■ **Directive**
Return every line of the records below without any changes, leaving out the pictures.

(Shape boundary entries)

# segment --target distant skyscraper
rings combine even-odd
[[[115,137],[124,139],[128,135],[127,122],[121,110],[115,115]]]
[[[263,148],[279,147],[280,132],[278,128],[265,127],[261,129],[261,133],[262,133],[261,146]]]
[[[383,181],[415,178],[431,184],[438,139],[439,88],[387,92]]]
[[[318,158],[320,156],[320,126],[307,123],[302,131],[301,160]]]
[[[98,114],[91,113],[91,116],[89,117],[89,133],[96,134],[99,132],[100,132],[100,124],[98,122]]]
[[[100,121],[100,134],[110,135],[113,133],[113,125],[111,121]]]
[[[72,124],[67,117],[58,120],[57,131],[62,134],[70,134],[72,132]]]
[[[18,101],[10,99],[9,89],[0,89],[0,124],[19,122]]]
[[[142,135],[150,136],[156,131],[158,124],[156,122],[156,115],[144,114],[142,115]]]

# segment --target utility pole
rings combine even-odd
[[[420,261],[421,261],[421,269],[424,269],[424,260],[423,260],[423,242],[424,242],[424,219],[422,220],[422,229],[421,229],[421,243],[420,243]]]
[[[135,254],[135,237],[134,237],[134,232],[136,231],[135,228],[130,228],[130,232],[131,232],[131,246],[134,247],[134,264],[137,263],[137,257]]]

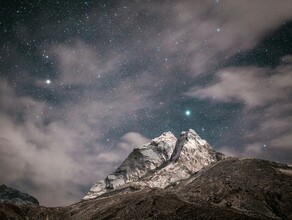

■ **Solution**
# segment --target distant skyscraper
rings combine even-odd
[[[115,137],[124,139],[128,135],[127,122],[121,110],[115,115]]]
[[[263,148],[279,147],[280,132],[278,128],[265,127],[261,129],[261,133],[262,133],[261,146]]]
[[[383,181],[415,178],[431,184],[438,139],[439,88],[387,92]]]
[[[318,158],[320,156],[320,126],[307,123],[302,131],[301,160]]]
[[[98,114],[91,113],[91,116],[89,117],[89,133],[96,134],[99,132],[100,132],[100,124],[98,122]]]
[[[100,121],[100,134],[110,135],[113,133],[113,125],[111,121]]]
[[[72,124],[67,117],[58,120],[57,131],[62,134],[70,134],[72,132]]]
[[[18,101],[10,99],[9,89],[0,89],[0,124],[19,122]]]
[[[142,135],[150,136],[156,131],[158,124],[156,122],[156,115],[144,114],[142,115]]]

# segment --target utility pole
rings combine even-odd
[[[420,261],[421,261],[421,269],[424,269],[424,260],[423,260],[423,242],[424,242],[424,219],[422,220],[422,229],[421,229],[421,243],[420,243]]]
[[[135,254],[135,237],[134,237],[134,232],[136,231],[135,228],[130,228],[130,232],[131,232],[131,246],[134,247],[134,264],[137,263],[137,257]]]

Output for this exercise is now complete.